Collected data entries
Segment Open

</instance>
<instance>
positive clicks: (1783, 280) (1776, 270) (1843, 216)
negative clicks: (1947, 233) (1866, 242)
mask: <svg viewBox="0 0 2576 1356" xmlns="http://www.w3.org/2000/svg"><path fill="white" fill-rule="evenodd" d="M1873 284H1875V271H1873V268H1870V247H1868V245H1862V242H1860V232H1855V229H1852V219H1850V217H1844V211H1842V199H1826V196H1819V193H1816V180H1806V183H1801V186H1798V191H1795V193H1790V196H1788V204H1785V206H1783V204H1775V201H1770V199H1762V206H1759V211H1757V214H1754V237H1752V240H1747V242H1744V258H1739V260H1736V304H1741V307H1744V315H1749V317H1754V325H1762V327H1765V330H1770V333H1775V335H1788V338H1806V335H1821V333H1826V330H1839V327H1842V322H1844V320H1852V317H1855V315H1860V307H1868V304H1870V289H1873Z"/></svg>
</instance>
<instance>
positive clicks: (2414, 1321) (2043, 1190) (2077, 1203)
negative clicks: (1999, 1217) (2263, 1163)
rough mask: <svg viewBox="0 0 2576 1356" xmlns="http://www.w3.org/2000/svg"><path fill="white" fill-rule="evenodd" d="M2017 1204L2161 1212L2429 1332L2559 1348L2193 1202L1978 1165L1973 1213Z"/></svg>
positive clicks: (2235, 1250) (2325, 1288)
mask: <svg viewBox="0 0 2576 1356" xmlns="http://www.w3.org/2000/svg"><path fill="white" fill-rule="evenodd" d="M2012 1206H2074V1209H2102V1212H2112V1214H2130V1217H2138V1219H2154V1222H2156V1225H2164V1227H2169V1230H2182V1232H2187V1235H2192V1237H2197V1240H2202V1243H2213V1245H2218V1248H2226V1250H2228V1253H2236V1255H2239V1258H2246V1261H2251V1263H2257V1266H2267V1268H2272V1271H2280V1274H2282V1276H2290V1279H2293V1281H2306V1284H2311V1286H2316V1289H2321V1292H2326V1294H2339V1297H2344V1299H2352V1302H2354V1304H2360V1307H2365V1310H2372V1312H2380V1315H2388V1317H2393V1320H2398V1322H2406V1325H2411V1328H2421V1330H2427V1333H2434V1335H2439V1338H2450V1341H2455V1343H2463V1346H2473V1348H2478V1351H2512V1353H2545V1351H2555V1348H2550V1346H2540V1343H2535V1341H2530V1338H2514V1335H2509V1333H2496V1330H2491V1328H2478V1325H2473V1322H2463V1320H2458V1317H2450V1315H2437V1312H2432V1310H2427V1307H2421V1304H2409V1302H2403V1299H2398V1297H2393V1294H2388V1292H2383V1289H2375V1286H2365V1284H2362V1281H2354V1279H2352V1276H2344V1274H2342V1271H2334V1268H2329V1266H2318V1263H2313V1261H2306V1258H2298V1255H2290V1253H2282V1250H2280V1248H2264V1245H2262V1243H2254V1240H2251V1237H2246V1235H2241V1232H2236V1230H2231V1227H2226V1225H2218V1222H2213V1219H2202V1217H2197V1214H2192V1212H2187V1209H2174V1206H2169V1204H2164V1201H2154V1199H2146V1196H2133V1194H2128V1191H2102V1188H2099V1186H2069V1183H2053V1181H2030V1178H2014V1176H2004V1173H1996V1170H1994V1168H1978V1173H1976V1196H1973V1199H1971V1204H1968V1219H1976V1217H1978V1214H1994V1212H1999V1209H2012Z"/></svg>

Segment Closed

ASSIGNMENT - Give every entry back exactly as it was written above.

WRITTEN REPLY -
</instance>
<instance>
positive clicks: (1783, 280) (1776, 270) (1843, 216)
negative clicks: (1947, 233) (1866, 242)
mask: <svg viewBox="0 0 2576 1356" xmlns="http://www.w3.org/2000/svg"><path fill="white" fill-rule="evenodd" d="M1873 284H1875V271H1873V268H1870V247H1868V245H1862V242H1860V232H1855V229H1852V219H1850V217H1844V211H1842V199H1826V196H1819V193H1816V180H1806V183H1801V186H1798V191H1795V193H1790V196H1788V204H1785V206H1783V204H1775V201H1770V199H1762V206H1759V211H1757V214H1754V237H1752V240H1747V242H1744V258H1739V260H1736V304H1741V307H1744V315H1749V317H1754V325H1762V327H1765V330H1770V333H1775V335H1788V338H1806V335H1821V333H1826V330H1839V327H1842V322H1844V320H1852V317H1855V315H1860V307H1868V304H1870V289H1873Z"/></svg>
</instance>
<instance>
positive clicks: (2414, 1321) (2043, 1190) (2077, 1203)
negative clicks: (1999, 1217) (2263, 1163)
rough mask: <svg viewBox="0 0 2576 1356" xmlns="http://www.w3.org/2000/svg"><path fill="white" fill-rule="evenodd" d="M2017 1204L2161 1212L2429 1332L2559 1348L2193 1202L1978 1165L1973 1213Z"/></svg>
positive clicks: (2235, 1250) (2325, 1288)
mask: <svg viewBox="0 0 2576 1356" xmlns="http://www.w3.org/2000/svg"><path fill="white" fill-rule="evenodd" d="M2012 1206H2074V1209H2102V1212H2112V1214H2130V1217H2138V1219H2154V1222H2156V1225H2164V1227H2169V1230H2182V1232H2187V1235H2192V1237H2197V1240H2202V1243H2213V1245H2218V1248H2226V1250H2228V1253H2236V1255H2239V1258H2246V1261H2251V1263H2257V1266H2267V1268H2272V1271H2280V1274H2282V1276H2290V1279H2293V1281H2306V1284H2311V1286H2316V1289H2321V1292H2326V1294H2339V1297H2344V1299H2352V1302H2354V1304H2360V1307H2365V1310H2372V1312H2380V1315H2388V1317H2393V1320H2398V1322H2406V1325H2411V1328H2421V1330H2427V1333H2434V1335H2439V1338H2450V1341H2455V1343H2463V1346H2473V1348H2478V1351H2512V1353H2545V1351H2555V1348H2550V1346H2540V1343H2535V1341H2530V1338H2514V1335H2509V1333H2496V1330H2491V1328H2478V1325H2473V1322H2463V1320H2458V1317H2450V1315H2437V1312H2432V1310H2427V1307H2421V1304H2409V1302H2403V1299H2398V1297H2393V1294H2388V1292H2383V1289H2375V1286H2365V1284H2362V1281H2354V1279H2352V1276H2344V1274H2342V1271H2334V1268H2329V1266H2318V1263H2313V1261H2306V1258H2298V1255H2290V1253H2282V1250H2280V1248H2264V1245H2262V1243H2254V1240H2251V1237H2246V1235H2241V1232H2236V1230H2231V1227H2226V1225H2218V1222H2213V1219H2202V1217H2197V1214H2192V1212H2187V1209H2174V1206H2169V1204H2164V1201H2154V1199H2146V1196H2133V1194H2128V1191H2102V1188H2099V1186H2069V1183H2053V1181H2030V1178H2014V1176H2004V1173H1996V1170H1994V1168H1978V1173H1976V1196H1973V1199H1971V1204H1968V1219H1976V1217H1978V1214H1994V1212H1999V1209H2012Z"/></svg>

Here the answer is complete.